§ **Task item**
Word for word, set down every record that appears below.

......

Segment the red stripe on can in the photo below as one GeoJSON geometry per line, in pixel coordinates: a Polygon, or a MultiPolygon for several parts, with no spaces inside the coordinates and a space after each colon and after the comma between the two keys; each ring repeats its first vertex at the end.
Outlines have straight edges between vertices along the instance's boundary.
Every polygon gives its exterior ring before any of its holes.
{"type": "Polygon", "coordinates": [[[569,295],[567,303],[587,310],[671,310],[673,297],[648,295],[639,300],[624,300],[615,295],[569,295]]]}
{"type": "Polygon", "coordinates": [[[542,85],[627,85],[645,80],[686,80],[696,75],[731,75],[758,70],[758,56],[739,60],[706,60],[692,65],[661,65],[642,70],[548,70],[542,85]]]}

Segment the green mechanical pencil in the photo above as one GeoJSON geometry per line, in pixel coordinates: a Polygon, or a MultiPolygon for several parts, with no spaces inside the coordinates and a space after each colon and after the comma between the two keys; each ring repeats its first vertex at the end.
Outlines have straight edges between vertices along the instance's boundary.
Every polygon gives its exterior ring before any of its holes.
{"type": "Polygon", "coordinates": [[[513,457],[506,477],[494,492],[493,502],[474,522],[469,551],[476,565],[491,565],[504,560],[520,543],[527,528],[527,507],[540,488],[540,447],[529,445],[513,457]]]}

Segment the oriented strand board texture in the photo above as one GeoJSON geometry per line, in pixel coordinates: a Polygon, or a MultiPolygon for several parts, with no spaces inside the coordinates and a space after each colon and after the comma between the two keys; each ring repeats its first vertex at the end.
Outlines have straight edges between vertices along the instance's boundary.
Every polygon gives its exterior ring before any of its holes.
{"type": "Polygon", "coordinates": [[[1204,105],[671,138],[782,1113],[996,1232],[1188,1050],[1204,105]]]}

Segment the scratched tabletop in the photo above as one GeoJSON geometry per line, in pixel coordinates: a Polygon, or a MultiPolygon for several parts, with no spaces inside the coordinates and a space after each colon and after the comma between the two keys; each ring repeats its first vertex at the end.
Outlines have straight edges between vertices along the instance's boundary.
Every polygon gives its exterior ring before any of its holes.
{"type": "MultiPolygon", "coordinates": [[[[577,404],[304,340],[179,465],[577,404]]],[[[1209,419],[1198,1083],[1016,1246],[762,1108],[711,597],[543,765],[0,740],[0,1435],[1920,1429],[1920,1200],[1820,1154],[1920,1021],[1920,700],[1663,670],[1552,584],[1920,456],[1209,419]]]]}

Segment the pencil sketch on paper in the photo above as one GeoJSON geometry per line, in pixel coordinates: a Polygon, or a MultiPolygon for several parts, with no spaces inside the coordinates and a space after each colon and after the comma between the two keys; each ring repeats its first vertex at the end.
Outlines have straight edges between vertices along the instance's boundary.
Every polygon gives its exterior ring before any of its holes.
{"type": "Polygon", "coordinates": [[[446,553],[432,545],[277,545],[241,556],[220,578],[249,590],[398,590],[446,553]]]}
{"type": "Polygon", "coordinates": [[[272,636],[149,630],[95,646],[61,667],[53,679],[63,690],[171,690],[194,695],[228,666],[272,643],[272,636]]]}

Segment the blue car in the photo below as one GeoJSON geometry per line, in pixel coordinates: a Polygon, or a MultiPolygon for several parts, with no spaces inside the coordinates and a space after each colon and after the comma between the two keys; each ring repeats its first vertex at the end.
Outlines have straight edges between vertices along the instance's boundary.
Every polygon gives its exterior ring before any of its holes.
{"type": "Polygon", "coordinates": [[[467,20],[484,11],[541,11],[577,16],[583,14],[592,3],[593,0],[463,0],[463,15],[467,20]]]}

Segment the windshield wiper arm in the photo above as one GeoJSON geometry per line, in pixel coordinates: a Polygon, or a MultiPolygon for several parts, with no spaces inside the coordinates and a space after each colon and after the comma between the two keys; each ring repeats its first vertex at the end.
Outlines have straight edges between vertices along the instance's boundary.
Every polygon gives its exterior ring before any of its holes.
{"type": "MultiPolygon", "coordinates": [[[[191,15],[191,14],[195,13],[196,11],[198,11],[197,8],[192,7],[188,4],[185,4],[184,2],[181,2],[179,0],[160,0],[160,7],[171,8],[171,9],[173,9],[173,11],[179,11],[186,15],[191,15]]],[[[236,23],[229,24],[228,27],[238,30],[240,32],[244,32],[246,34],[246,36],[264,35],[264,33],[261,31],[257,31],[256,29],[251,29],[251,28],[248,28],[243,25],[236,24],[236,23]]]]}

......

§ **The answer**
Segment the red stripe on can in the photo below as one GeoJSON geometry per line, in pixel coordinates: a Polygon, or a MultiPolygon for several parts, with no spaces inside the coordinates and a space after each colon and after the comma between the two keys; each ring repeats its first vertex at the end.
Outlines have straight edges between vertices along the instance's boundary.
Every polygon gives its exterior ring before any of its holes.
{"type": "Polygon", "coordinates": [[[569,295],[567,303],[587,310],[671,310],[673,297],[648,295],[639,300],[624,300],[615,295],[569,295]]]}
{"type": "Polygon", "coordinates": [[[542,85],[627,85],[645,80],[686,80],[696,75],[731,75],[758,70],[758,56],[739,60],[706,60],[692,65],[661,65],[642,70],[548,70],[542,85]]]}

Segment the green mechanical pencil in the photo above as one GeoJSON geometry per line, in pixel coordinates: a Polygon, or a MultiPolygon for several parts, with no spaces inside the coordinates and a space after each colon and after the comma between the two keys; each ring repeats its first vertex at the end.
Outlines have straight edges between vertices along the instance's boundary.
Every polygon gives its exterior ring before any of its holes.
{"type": "Polygon", "coordinates": [[[513,457],[506,477],[494,492],[493,502],[474,522],[469,551],[476,565],[491,565],[504,560],[520,543],[527,528],[527,507],[540,488],[540,447],[529,445],[513,457]]]}

Segment the oriented strand board texture in the photo above as one GeoJSON geometry per line, in pixel coordinates: a Polygon, or a MultiPolygon for several parts, with no spaces inside the coordinates and a space after each colon and after the comma between the two keys; each ring repeats its first vertex at the end.
Outlines have straight edges between vertices along the instance's boundary.
Every polygon gives its exterior ring before any of its holes.
{"type": "Polygon", "coordinates": [[[1204,105],[671,138],[782,1113],[996,1232],[1188,1050],[1204,105]]]}

Segment the scratched tabletop in the photo above as one GeoJSON geometry per line, in pixel coordinates: a Polygon, or a MultiPolygon for several parts, with no spaces inside the coordinates and a space after each colon and after the comma between the two keys; each ring repeats its first vertex at the end.
Outlines have straight edges between vertices along the instance's boundary.
Every polygon gives its exterior ring before any of its holes.
{"type": "MultiPolygon", "coordinates": [[[[577,404],[304,340],[179,465],[577,404]]],[[[1209,419],[1198,1083],[1016,1246],[762,1108],[711,597],[543,765],[0,740],[0,1435],[1920,1429],[1920,1200],[1820,1154],[1920,1021],[1920,700],[1663,670],[1552,584],[1920,456],[1209,419]]]]}

Segment the pencil sketch on paper in the photo above as one GeoJSON geometry per line, in pixel coordinates: a Polygon, or a MultiPolygon for several parts, with no spaces inside the coordinates and a space after each colon and after the comma between the two keys; each ring repeats its first vertex at the end.
Outlines have straight edges between vertices along the instance's boundary.
Every polygon gives its exterior ring before any of its holes.
{"type": "Polygon", "coordinates": [[[446,553],[432,545],[277,545],[241,556],[220,578],[249,590],[398,590],[446,553]]]}
{"type": "Polygon", "coordinates": [[[272,636],[149,630],[95,646],[61,667],[53,679],[63,690],[171,690],[194,695],[228,666],[272,643],[272,636]]]}

Segment the blue car in the photo below as one GeoJSON geometry per line, in pixel coordinates: a Polygon, or a MultiPolygon for several parts, with no spaces inside the coordinates and a space after each colon and after the comma between the two keys; each ring repeats its first vertex at the end.
Outlines have straight edges between vertices along the instance's boundary.
Every polygon gives its exterior ring before any of its holes.
{"type": "Polygon", "coordinates": [[[467,20],[484,11],[541,11],[577,16],[583,14],[592,3],[593,0],[463,0],[463,15],[467,20]]]}

Segment the windshield wiper arm in the photo above as one GeoJSON geometry per line, in pixel coordinates: a Polygon, or a MultiPolygon for several parts, with no spaces inside the coordinates and a space after each colon and after the comma between the two keys; each ring repeats its first vertex at the end.
Outlines have straight edges between vertices along the instance's boundary.
Every polygon gives its exterior ring before any of its holes.
{"type": "MultiPolygon", "coordinates": [[[[191,15],[191,14],[195,13],[196,11],[198,11],[197,8],[192,7],[188,4],[185,4],[184,2],[181,2],[179,0],[160,0],[160,7],[171,8],[171,9],[173,9],[173,11],[179,11],[186,15],[191,15]]],[[[236,23],[229,24],[228,27],[238,30],[240,32],[244,32],[246,34],[246,36],[264,35],[264,33],[261,31],[257,31],[256,29],[251,29],[251,28],[248,28],[243,25],[236,24],[236,23]]]]}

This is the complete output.